▶ _Document segment_:
============================================================
Manual Ollama Installation

Install the Ollama client on your local machine.

Ollama Server and Login

  1. Start Ollama Server: In a new terminal, initiate the server process:
    ollama serve
  2. Device Pairing & Login: In a separate terminal, authenticate your device:
    ollama signin
    Follow the on-screen instructions to open the authentication URL and connect your device.

API Key Configuration

To enable Lorph to connect with Ollama's cloud models, an API key must be configured.

  1. Generate API Key: After completing the device pairing, generate a new API key from your Ollama settings: ollama.com/settings/keys.
  2. Create .env.local file: In the root of the Lorph project directory, create a new file named .env.local.
  3. Add API Key: Insert the generated key into the .env.local file.
    OLLAMA_CLOUD_API_KEY=your_api_key_here

Step 3: Install Dependencies

Use your preferred package manager to install the required packages.
============================================================
Data records
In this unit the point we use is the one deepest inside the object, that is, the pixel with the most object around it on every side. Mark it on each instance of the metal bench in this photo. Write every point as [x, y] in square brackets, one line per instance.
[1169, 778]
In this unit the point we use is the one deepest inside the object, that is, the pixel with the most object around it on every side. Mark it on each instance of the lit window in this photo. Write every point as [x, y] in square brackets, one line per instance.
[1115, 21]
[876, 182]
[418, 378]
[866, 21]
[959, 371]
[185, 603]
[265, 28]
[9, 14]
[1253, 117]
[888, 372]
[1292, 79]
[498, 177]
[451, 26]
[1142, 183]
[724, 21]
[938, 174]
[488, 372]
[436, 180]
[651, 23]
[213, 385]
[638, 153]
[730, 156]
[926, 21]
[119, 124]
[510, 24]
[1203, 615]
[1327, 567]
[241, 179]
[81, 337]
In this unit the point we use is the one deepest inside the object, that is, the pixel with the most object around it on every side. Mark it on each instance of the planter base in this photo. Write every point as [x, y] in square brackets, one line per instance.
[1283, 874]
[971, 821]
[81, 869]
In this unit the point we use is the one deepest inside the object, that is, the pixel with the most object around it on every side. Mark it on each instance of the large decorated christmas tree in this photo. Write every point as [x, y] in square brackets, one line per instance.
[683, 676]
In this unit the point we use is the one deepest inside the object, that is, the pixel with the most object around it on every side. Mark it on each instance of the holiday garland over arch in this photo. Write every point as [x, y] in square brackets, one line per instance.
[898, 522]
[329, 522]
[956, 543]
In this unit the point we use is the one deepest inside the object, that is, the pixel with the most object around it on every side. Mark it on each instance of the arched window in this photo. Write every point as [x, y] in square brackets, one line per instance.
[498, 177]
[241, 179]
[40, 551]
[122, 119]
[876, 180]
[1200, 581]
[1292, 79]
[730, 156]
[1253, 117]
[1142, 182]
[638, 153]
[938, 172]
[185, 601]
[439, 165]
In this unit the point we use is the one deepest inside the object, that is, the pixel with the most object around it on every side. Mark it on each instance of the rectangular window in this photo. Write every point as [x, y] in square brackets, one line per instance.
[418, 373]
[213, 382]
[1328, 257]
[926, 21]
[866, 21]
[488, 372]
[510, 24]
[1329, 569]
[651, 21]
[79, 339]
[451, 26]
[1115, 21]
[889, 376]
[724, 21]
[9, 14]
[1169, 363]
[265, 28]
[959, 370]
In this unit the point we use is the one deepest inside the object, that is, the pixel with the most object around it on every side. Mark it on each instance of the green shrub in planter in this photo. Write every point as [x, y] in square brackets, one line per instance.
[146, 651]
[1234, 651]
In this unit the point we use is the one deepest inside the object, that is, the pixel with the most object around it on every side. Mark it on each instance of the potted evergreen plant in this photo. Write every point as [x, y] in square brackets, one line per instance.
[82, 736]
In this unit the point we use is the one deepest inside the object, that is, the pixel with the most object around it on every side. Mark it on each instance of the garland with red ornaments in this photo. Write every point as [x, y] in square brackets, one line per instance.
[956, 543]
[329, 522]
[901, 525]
============================================================
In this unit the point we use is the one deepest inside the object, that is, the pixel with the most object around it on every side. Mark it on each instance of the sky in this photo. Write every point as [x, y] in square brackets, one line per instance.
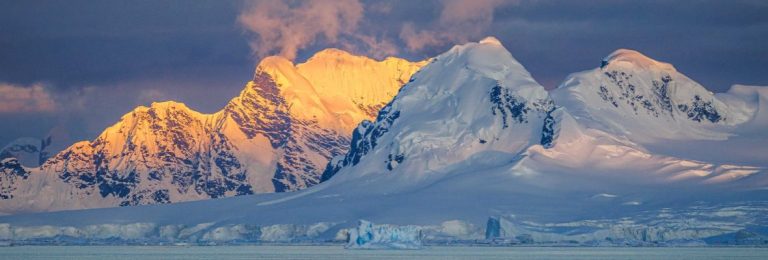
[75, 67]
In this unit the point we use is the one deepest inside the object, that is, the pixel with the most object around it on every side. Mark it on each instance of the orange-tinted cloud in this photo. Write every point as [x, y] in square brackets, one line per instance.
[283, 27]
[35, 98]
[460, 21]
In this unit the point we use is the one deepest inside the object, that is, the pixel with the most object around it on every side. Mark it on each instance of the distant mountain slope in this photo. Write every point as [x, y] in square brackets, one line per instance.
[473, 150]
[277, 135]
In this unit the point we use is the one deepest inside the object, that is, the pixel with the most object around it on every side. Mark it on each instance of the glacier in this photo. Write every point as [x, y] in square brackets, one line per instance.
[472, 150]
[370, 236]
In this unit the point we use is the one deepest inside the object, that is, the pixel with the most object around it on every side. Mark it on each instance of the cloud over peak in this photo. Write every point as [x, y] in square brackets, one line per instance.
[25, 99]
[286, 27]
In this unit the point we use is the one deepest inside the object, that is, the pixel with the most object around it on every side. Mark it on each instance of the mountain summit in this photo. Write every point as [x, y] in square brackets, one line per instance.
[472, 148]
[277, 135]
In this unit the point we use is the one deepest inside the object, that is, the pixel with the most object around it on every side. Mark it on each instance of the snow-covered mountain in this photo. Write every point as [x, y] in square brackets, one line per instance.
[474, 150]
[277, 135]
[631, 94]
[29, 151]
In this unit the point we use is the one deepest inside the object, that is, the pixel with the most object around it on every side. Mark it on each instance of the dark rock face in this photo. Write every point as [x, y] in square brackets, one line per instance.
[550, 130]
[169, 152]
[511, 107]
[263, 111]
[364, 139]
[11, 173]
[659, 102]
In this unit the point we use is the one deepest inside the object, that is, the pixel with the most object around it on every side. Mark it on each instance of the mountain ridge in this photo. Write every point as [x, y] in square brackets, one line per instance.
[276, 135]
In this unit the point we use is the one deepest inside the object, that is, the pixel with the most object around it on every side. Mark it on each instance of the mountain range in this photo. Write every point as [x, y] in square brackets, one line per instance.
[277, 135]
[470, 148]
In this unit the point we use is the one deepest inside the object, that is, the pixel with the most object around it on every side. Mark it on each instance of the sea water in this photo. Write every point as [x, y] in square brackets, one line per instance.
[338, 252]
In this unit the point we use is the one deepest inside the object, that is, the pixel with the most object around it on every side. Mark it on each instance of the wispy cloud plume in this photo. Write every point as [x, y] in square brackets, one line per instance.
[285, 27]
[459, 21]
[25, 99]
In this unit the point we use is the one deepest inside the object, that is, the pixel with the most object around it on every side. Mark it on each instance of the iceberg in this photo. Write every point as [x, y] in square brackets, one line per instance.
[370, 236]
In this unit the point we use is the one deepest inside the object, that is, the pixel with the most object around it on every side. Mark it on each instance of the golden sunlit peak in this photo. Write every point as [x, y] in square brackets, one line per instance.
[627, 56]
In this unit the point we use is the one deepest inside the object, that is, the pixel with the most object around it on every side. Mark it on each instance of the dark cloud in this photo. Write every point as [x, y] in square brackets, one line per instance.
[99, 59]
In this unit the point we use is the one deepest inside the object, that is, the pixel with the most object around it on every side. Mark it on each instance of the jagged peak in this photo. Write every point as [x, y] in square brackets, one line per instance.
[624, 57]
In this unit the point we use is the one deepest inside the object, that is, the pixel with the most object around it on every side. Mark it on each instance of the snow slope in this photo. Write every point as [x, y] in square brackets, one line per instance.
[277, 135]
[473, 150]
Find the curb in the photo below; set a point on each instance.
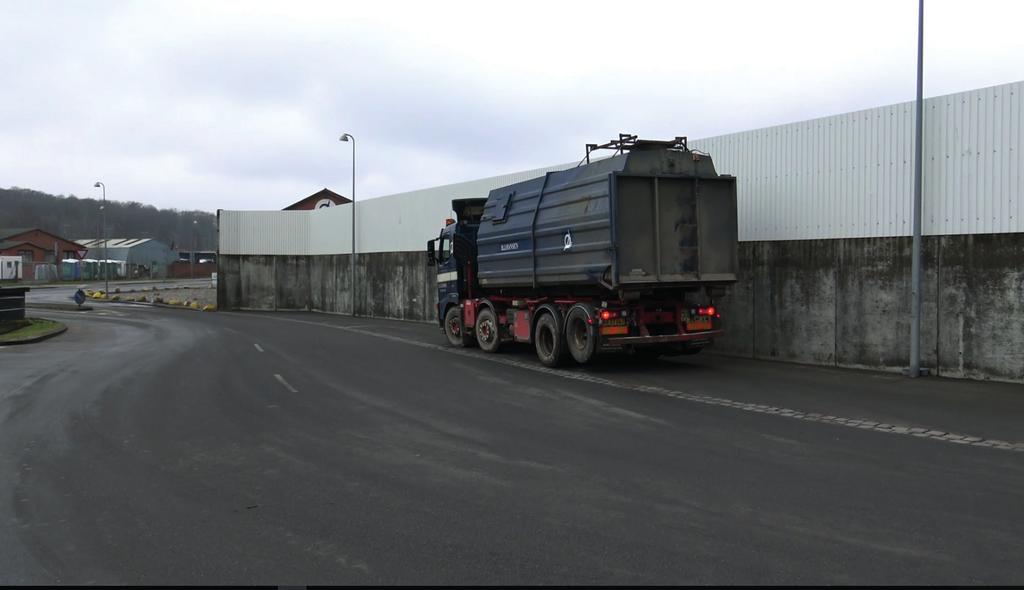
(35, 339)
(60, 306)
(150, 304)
============================================================
▶ _Instructions_:
(a) For the installation guide, decide whether each statement agrees with it, answering yes or no and quoting the deciding words: (i) The API key goes into a file created in the root of the Lorph project directory. (ii) The API key is generated before the device is paired. (iii) The guide names a specific package manager for installing dependencies.
(b) Transcribe the installation guide word for word, starting with "1. Start Ollama" and going on through "the .env.local file.".

▶ _Answers to the problems_:
(a)
(i) Yes: "In the root of the Lorph project directory, create a new file named .env.local."
(ii) No: "After completing the device pairing, generate a new API key from your Ollama settings"
(iii) No: "Use your preferred package manager to install the required packages."

(b)
1. Start Ollama Server: In a new terminal, initiate the server process:
    ollama serve
  2. Device Pairing & Login: In a separate terminal, authenticate your device:
    ollama signin
    Follow the on-screen instructions to open the authentication URL and connect your device.

API Key Configuration

To enable Lorph to connect with Ollama's cloud models, an API key must be configured.

  1. Generate API Key: After completing the device pairing, generate a new API key from your Ollama settings: ollama.com/settings/keys.
  2. Create .env.local file: In the root of the Lorph project directory, create a new file named .env.local.
  3. Add API Key: Insert the generated key into the .env.local file.